-- What is required --
Every line of the data needs to be returned exactly.

The data START

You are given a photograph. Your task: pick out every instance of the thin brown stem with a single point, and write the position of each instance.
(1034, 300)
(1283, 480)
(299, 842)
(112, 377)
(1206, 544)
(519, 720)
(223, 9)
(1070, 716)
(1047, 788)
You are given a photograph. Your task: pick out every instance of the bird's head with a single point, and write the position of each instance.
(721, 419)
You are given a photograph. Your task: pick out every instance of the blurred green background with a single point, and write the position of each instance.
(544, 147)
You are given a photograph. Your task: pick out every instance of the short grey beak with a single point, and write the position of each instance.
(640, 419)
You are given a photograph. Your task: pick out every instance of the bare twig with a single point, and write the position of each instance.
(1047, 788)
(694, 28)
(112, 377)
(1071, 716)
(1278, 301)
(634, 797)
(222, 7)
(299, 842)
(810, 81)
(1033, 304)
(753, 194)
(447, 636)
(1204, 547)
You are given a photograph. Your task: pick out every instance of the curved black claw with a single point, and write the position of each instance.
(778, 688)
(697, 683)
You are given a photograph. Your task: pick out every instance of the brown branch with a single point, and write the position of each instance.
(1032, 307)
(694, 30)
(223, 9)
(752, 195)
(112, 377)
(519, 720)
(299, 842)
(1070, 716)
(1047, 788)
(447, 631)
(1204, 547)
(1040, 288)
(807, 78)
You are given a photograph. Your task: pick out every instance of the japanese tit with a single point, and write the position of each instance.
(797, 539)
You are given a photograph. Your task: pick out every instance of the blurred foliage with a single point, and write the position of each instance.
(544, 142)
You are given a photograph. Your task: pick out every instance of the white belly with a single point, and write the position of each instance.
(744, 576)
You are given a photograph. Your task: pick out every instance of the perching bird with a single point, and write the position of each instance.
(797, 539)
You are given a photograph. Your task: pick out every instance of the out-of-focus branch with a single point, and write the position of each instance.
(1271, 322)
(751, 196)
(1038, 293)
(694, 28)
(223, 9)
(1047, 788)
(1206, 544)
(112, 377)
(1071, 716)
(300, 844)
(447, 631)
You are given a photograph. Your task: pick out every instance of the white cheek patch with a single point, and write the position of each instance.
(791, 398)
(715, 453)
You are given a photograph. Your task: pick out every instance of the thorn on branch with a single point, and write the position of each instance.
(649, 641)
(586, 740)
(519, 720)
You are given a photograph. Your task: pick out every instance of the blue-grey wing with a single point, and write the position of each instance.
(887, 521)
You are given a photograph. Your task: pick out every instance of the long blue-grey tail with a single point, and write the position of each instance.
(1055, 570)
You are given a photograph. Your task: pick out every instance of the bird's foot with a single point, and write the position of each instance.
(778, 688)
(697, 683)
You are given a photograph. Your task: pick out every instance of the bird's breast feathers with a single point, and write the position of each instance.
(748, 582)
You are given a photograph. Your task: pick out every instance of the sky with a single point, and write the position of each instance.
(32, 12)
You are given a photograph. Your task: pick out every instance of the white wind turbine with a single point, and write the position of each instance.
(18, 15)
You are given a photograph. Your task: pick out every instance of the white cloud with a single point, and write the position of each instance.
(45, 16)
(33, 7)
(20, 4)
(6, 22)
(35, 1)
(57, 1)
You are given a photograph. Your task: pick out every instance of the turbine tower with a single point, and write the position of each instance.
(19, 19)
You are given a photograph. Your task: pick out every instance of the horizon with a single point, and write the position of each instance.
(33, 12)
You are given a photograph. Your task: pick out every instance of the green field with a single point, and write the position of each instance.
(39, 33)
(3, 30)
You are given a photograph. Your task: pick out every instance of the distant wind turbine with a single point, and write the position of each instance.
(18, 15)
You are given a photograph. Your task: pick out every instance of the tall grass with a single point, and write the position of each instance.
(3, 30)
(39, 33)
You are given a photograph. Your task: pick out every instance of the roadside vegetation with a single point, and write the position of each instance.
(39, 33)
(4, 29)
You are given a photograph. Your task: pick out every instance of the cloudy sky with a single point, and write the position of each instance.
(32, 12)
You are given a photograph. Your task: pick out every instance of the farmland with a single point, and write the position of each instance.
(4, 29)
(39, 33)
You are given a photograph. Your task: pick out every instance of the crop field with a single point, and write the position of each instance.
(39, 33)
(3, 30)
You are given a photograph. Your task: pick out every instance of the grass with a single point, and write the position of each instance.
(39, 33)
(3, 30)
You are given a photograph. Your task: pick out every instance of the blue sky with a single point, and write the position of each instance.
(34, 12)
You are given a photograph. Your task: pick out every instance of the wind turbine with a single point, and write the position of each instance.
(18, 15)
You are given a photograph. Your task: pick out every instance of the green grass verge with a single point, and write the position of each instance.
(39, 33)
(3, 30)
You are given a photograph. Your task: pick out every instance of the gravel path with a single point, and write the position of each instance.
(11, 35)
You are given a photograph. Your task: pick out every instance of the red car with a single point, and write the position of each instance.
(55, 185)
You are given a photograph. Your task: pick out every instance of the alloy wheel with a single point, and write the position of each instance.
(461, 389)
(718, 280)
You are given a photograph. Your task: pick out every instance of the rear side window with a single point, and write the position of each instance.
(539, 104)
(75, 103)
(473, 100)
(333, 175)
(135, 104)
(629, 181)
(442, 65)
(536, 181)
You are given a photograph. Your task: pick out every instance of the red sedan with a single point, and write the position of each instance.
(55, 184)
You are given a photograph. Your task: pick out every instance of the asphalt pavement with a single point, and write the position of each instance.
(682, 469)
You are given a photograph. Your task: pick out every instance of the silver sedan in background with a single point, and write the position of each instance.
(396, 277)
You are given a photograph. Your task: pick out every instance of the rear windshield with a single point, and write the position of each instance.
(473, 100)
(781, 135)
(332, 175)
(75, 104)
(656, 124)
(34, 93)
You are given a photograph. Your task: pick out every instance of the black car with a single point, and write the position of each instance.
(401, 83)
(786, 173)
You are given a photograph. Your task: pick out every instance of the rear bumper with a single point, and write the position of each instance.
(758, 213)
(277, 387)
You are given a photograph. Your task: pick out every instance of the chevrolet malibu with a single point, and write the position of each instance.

The data END

-- Written solution --
You are given a photograph. Your task: pick out every instance of the thin brown stem with a single point, and write the position of each instance.
(1034, 300)
(1283, 480)
(299, 842)
(112, 377)
(1206, 544)
(519, 720)
(223, 9)
(1070, 716)
(1047, 788)
You are given a photograph. Your task: pick out every instance of the bird's head with a single point, and write the position of each instance.
(721, 419)
You are given a photograph. Your task: pick out every instance of the blurred green background with a single point, and write the position of each instance.
(544, 147)
You are given a photograph. Your task: pick out every instance of the short grey beak with a single point, and write the position of each instance.
(640, 419)
You are given a photograph. Your task: pick out every instance of the bare twig with a single point, and write the position of each instance.
(1047, 788)
(694, 28)
(112, 377)
(1071, 716)
(1278, 301)
(634, 797)
(222, 7)
(299, 842)
(810, 81)
(1033, 304)
(753, 194)
(447, 636)
(1204, 547)
You are given a photograph. Your task: pick out every instance of the curved black claw with a single point, and write the position of each instance.
(778, 688)
(697, 683)
You are given a photograph. Your task: pick out every instance of the brown branch with a single point, and write the position of each instance.
(1032, 307)
(694, 30)
(223, 9)
(752, 195)
(112, 377)
(519, 720)
(299, 842)
(1070, 716)
(1047, 788)
(447, 631)
(1204, 547)
(1040, 288)
(807, 78)
You are given a photograph. Your task: pick out every instance of the japanese tit with a single point, and write the position of each instance.
(797, 539)
You are given a photograph. Your task: pick out every instance of the blurred foliage with a single point, and write the position of each instance.
(544, 142)
You are given a photograph. Your task: pick out every instance of the white belly with a single point, and write the position of each instance.
(744, 576)
You are given a photograph. Your task: pick out every instance of the perching bird with a single point, and write the position of each instance.
(797, 539)
You are given a photograph. Your task: pick out every instance of the out-of-focus branch with a single point, and write the position of each instance.
(1271, 322)
(751, 196)
(1038, 293)
(694, 28)
(223, 9)
(1047, 788)
(1206, 544)
(112, 377)
(1071, 716)
(300, 844)
(447, 631)
You are given a photograph. Your task: pick out every instance of the white cheek patch with a single point, and write the position of each instance.
(791, 398)
(715, 453)
You are given a photograph. Your task: pick out every instance of the thorn on branch with a single point, and write the position of each instance.
(649, 641)
(586, 740)
(519, 720)
You are given a photograph. Your task: pick out every instance of the blue-grey wing with a single point, and write the position of each instance.
(887, 521)
You are given a photograph. Your task: pick out every instance of the long blue-grey tail with a single point, and write the position of each instance.
(1055, 570)
You are given a photograph. Your task: pick out every instance of the bird's foot with a single point, and write the position of each instance.
(778, 688)
(697, 683)
You are given a photograph. Your task: pick out every instance of the bird's breast feathers with a single point, and write the position of each instance.
(748, 582)
You are given a photograph. Your task: pick out every instance of the sky with a single point, and write the position of each instance.
(32, 12)
You are given a photograph. Your task: pick out every instance of the white wind turbine with a single point, and write the position of each instance.
(18, 15)
You are given a photograph. Your task: pick out every instance of the white cloud with a single point, and write the position of each instance.
(45, 16)
(33, 7)
(20, 4)
(6, 22)
(35, 1)
(57, 1)
You are given a photograph. Your task: pick out every instance of the turbine tower with a single point, and write the position of each instance.
(19, 19)
You are given a photograph. Your task: pick out every instance of the horizon with a single point, and write the position of each instance.
(33, 12)
You are given a photograph. Your task: pick out every instance of the green field with a single point, and write the position of each instance.
(39, 33)
(3, 30)
You are given a photograph. Your task: pick out every instance of the distant wind turbine with a single point, and write the position of each instance.
(18, 15)
You are given a photograph. Your task: pick out every instance of the tall grass with a single point, and write the position of each instance.
(3, 30)
(39, 33)
You are given a photograph. Your task: pick out every instance of the roadside vegetation with a single point, and write the position of each instance.
(39, 33)
(4, 29)
You are given a photograph. Your task: pick out every instance of the cloudy sky with a single point, and write the position of each instance.
(32, 12)
You are given a photograph. Your task: pick out every instance of the farmland with a single point, and write the position of each instance.
(4, 29)
(39, 33)
You are given a photograph. Your task: pick out every instance of the crop field with a single point, and write the position of each instance.
(39, 33)
(3, 30)
You are given a photograph. Your task: pick out every instance of the grass with a single point, and write the position of each instance.
(39, 33)
(3, 30)
You are given a photograph. Your task: pick out every instance of the blue sky with a single point, and write the position of each instance.
(34, 12)
You are given a photograph. Your task: pick out every instance of the wind turbine with a single point, and write the position of each instance.
(18, 15)
You are given a photograph. Your task: pick out every instance of the green grass verge with a single point, and write the position of each instance.
(39, 33)
(3, 30)
You are given a photograph. Your task: pick out every instance of the gravel path with a single point, and write the position of each instance.
(11, 35)
You are given a photograph. Your task: pick out every instance of the red car with a single point, and write the position of each instance.
(55, 185)
You are given a photograph. Your task: pick out every instance of the alloy wheel with a single point, and write the position of each instance.
(461, 389)
(718, 280)
You are given a photograph. Your task: pick out every instance of the rear side window with a single point, and write the position of each instance.
(539, 104)
(75, 103)
(473, 100)
(333, 175)
(135, 104)
(629, 181)
(442, 65)
(536, 181)
You are given a photograph. Your task: pick out every instance of the red sedan with a single point, and write the position of each instance.
(55, 184)
You are given a photograph. Your task: pick out every instance of the asphalt pavement with a single point, and write the position of each instance.
(682, 469)
You are given a photograph. Your task: pick out every instance of the silver sedan in background with a single point, and write the position of each instance.
(396, 277)
You are given a photograph. Your task: pick out every instance of the rear windshield with a single point, and write the position of each instance.
(473, 100)
(781, 135)
(332, 175)
(75, 104)
(656, 124)
(34, 93)
You are given a photograph. Your task: pick out every instance of the black car with a single point, and write the position of each instance.
(401, 83)
(786, 173)
You are given a photograph. Your task: pick out every instance of the rear bumper with a single point, and write the position of each instance.
(758, 213)
(277, 387)
You are given a photograph. Your task: pick out every instance of the chevrolet malibu with a single point, and write the position of each instance.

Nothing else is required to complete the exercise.